Challenge – Which lines of the listing below contain the word "paper"? Pick them out and copy each one.

Given records –
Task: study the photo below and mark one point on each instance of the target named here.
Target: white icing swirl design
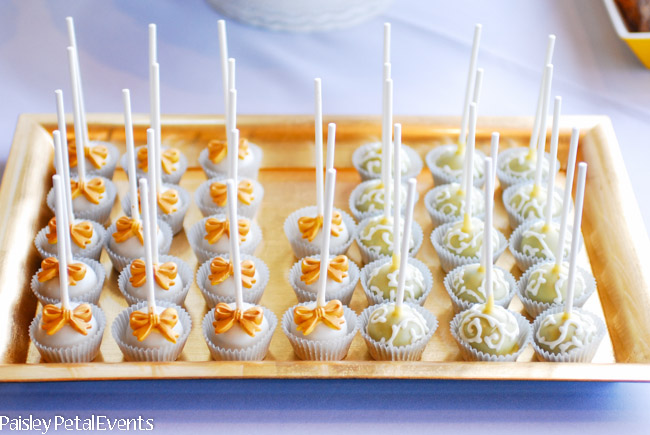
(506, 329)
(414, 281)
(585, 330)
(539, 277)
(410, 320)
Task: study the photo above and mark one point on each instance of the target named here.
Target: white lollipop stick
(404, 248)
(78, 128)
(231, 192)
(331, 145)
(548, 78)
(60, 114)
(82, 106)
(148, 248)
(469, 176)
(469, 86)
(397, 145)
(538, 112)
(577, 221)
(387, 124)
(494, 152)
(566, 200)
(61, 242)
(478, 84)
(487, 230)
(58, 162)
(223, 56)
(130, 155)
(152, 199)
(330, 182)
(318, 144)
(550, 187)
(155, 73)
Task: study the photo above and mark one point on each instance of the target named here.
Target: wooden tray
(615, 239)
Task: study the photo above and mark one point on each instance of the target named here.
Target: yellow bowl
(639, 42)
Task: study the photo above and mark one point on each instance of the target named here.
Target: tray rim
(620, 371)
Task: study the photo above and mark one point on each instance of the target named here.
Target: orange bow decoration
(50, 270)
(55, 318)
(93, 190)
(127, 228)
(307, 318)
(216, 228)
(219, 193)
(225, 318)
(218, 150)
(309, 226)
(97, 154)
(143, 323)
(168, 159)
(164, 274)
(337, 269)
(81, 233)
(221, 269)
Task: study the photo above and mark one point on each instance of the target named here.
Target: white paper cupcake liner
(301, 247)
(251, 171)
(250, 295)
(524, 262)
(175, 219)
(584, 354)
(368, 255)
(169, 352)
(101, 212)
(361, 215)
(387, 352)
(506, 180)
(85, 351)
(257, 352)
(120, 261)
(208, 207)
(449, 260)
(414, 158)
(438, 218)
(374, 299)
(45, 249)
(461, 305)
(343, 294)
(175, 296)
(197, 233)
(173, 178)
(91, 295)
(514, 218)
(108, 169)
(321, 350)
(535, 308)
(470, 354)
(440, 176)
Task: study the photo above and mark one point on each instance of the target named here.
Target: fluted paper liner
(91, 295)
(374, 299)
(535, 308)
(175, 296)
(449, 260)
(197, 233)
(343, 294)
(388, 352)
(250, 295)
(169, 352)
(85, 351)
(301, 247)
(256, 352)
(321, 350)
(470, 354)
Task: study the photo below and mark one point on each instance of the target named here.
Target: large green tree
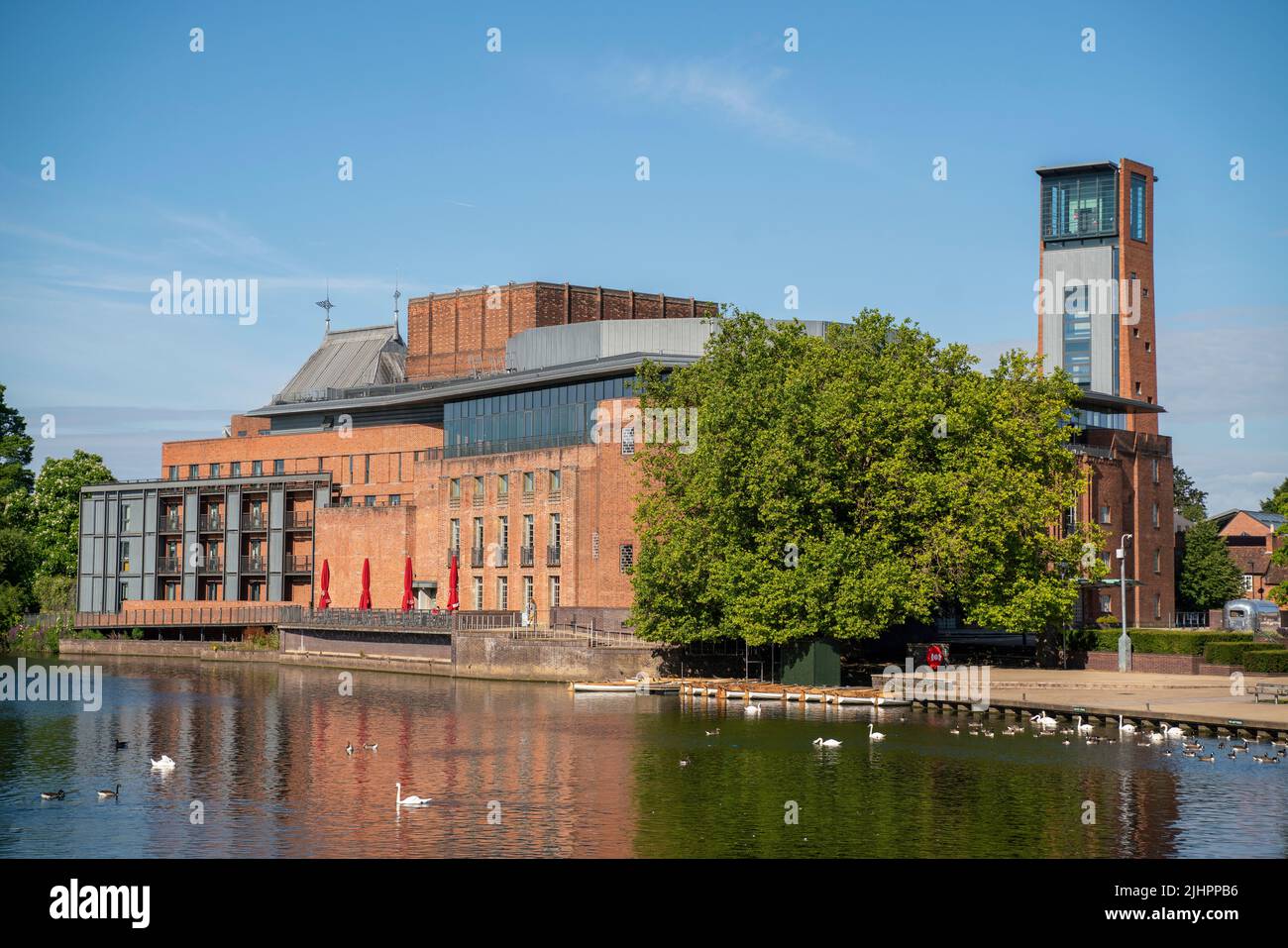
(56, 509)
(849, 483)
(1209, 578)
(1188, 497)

Response –
Target: white paper cupcake liner
Target: fluted paper liner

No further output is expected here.